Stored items
--- Begin ---

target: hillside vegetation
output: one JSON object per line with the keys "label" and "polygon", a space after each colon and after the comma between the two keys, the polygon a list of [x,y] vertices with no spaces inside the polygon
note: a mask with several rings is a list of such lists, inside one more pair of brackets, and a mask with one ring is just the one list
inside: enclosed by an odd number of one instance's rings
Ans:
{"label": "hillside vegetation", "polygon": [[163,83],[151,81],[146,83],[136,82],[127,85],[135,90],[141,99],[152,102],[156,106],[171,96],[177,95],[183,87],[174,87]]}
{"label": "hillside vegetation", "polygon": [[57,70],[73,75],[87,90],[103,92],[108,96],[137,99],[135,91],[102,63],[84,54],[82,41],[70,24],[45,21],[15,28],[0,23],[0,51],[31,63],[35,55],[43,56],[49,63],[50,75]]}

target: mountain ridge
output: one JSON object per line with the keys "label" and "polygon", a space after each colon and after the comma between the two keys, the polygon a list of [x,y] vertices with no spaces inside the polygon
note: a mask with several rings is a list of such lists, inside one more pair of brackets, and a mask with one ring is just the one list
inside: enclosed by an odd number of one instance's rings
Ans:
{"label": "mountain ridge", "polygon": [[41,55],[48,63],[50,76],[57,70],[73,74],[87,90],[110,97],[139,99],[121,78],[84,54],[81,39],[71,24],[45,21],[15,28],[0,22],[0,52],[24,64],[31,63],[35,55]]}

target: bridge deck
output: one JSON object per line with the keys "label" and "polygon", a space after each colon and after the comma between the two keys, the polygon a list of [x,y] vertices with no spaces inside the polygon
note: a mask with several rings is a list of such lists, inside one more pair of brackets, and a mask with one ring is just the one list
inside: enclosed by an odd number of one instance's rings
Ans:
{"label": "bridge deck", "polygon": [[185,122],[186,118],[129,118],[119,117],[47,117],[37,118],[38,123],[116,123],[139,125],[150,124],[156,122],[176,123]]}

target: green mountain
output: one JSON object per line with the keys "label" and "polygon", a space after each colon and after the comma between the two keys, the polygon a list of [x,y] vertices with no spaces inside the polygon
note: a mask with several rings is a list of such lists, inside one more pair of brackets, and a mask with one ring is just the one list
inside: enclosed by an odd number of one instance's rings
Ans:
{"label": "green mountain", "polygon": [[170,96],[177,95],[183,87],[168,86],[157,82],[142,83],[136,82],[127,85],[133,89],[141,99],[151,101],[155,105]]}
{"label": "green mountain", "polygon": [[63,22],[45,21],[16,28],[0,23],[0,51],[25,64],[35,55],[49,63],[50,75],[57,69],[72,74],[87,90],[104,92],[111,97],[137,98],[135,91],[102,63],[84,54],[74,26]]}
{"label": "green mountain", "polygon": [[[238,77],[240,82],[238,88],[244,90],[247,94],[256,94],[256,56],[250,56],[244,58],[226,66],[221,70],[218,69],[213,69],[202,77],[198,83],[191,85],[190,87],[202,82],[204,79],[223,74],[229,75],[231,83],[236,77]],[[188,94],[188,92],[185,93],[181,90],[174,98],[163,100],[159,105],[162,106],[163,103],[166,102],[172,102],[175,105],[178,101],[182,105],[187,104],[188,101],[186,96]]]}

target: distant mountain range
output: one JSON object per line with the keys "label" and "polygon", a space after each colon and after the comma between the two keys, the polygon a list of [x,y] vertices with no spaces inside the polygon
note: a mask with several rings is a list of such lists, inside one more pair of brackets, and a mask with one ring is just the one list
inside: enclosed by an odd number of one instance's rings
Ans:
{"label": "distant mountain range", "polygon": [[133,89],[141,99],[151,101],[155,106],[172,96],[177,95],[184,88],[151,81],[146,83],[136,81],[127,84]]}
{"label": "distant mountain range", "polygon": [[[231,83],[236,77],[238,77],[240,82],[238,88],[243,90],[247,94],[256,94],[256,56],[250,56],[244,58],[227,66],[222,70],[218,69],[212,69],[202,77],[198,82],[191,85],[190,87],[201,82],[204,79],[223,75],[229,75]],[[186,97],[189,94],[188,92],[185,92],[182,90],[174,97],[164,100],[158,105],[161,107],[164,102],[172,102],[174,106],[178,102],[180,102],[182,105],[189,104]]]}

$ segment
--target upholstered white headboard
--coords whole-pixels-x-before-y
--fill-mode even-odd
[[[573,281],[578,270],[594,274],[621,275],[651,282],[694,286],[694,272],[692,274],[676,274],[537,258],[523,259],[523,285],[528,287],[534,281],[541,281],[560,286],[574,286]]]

--- End ---

- [WORK TO BE COMPLETED]
Output every line of the records above as a Markdown table with the columns "Row" and "Line", putting a running number under "Row" and the line under "Line". Leave out blank lines.

- [REPLY TO THE EXERCISE]
| Row | Line |
|---|---|
| 1 | target: hillside vegetation |
| 2 | output: one JSON object per line with the keys "label" and "polygon", a space after each colon and after the comma between the two keys, the polygon a list of [x,y] vertices with no spaces inside the polygon |
| 3 | note: a mask with several rings is a list of such lists, inside one more pair of brackets, and a mask with one ring is just the one list |
| 4 | inside: enclosed by an odd number of one instance's rings |
| 5 | Ans: |
| 6 | {"label": "hillside vegetation", "polygon": [[163,83],[151,81],[146,83],[136,82],[127,85],[135,90],[141,99],[152,102],[156,106],[171,96],[177,95],[183,87],[174,87]]} |
| 7 | {"label": "hillside vegetation", "polygon": [[57,70],[73,75],[87,90],[103,92],[108,96],[137,99],[135,91],[102,63],[84,54],[82,41],[70,24],[45,21],[15,28],[0,23],[0,51],[31,63],[35,55],[43,56],[49,63],[50,75]]} |
| 8 | target: mountain ridge |
| 9 | output: one JSON object per line with the keys "label" and "polygon", a space after each colon and after the comma between the two keys, the polygon a list of [x,y] vertices with no spaces inside the polygon |
| 10 | note: a mask with several rings is a list of such lists, inside one more pair of brackets, and a mask with one ring is just the one list |
| 11 | inside: enclosed by an odd number of one instance's rings |
| 12 | Ans: |
| 13 | {"label": "mountain ridge", "polygon": [[41,55],[48,63],[50,76],[57,70],[73,74],[87,90],[110,97],[139,99],[121,78],[84,54],[81,39],[71,24],[45,21],[15,28],[0,22],[0,52],[24,64],[31,63],[35,55]]} |
| 14 | target: bridge deck |
| 15 | output: one JSON object per line with the keys "label" and "polygon", a space after each colon and after the comma between the two keys, the polygon a list of [x,y] vertices with no spaces inside the polygon |
| 16 | note: a mask with several rings is a list of such lists, inside one more pair of brackets, and a mask with one ring is just the one list |
| 17 | inside: enclosed by an odd number of one instance's rings |
| 18 | Ans: |
| 19 | {"label": "bridge deck", "polygon": [[185,122],[186,118],[129,118],[119,117],[47,117],[37,118],[38,123],[116,123],[139,125],[150,124],[156,122],[176,123]]} |
| 20 | target: green mountain |
| 21 | output: one JSON object per line with the keys "label" and "polygon", a space after each colon and after the comma between the two keys, the polygon a list of [x,y] vertices with no spaces inside the polygon |
| 22 | note: a mask with several rings is a list of such lists, inside one more pair of brackets, and a mask with one ring is just the one list |
| 23 | inside: enclosed by an odd number of one instance's rings |
| 24 | Ans: |
| 25 | {"label": "green mountain", "polygon": [[170,96],[177,95],[183,87],[168,86],[157,82],[142,83],[136,82],[127,85],[133,89],[141,99],[151,101],[155,105]]} |
| 26 | {"label": "green mountain", "polygon": [[63,22],[45,21],[16,28],[0,23],[0,51],[25,64],[35,55],[49,63],[50,75],[57,69],[72,74],[87,90],[104,92],[111,97],[137,98],[135,91],[102,63],[84,54],[74,26]]} |
| 27 | {"label": "green mountain", "polygon": [[[238,77],[240,82],[238,88],[244,90],[247,94],[256,94],[256,56],[250,56],[244,58],[226,66],[221,70],[218,69],[213,69],[202,77],[198,83],[191,85],[190,87],[202,82],[204,79],[223,74],[229,75],[231,83],[236,77]],[[188,94],[188,92],[185,93],[181,90],[174,98],[163,100],[159,105],[162,106],[163,103],[166,102],[172,102],[175,105],[178,101],[182,105],[187,104],[188,101],[186,96]]]} |
| 28 | target: distant mountain range |
| 29 | output: one JSON object per line with the keys "label" and "polygon", a space after each colon and after the comma between the two keys, the polygon a list of [x,y] vertices with no spaces inside the polygon |
| 30 | note: a mask with several rings is a list of such lists, inside one more pair of brackets, and a mask with one ring is just the one list |
| 31 | inside: enclosed by an odd number of one instance's rings |
| 32 | Ans: |
| 33 | {"label": "distant mountain range", "polygon": [[133,89],[141,99],[151,101],[155,106],[172,96],[177,95],[184,88],[151,81],[146,83],[136,81],[127,84]]} |
| 34 | {"label": "distant mountain range", "polygon": [[[231,83],[236,77],[238,77],[240,82],[238,88],[243,90],[247,94],[256,94],[256,56],[250,56],[244,58],[227,66],[222,70],[218,69],[212,69],[202,77],[198,82],[191,85],[190,87],[201,82],[204,79],[223,75],[229,75]],[[186,97],[189,94],[188,92],[185,92],[182,90],[174,97],[164,100],[158,105],[161,107],[164,102],[172,102],[174,106],[178,102],[180,102],[182,105],[189,104]]]} |
| 35 | $ segment |
| 36 | --target upholstered white headboard |
| 37 | --coords whole-pixels-x-before-y |
| 38 | --fill-mode even-odd |
| 39 | [[[573,281],[578,270],[594,274],[621,275],[651,282],[694,286],[694,272],[692,274],[676,274],[537,258],[523,259],[523,285],[528,287],[534,281],[541,281],[560,286],[574,286]]] |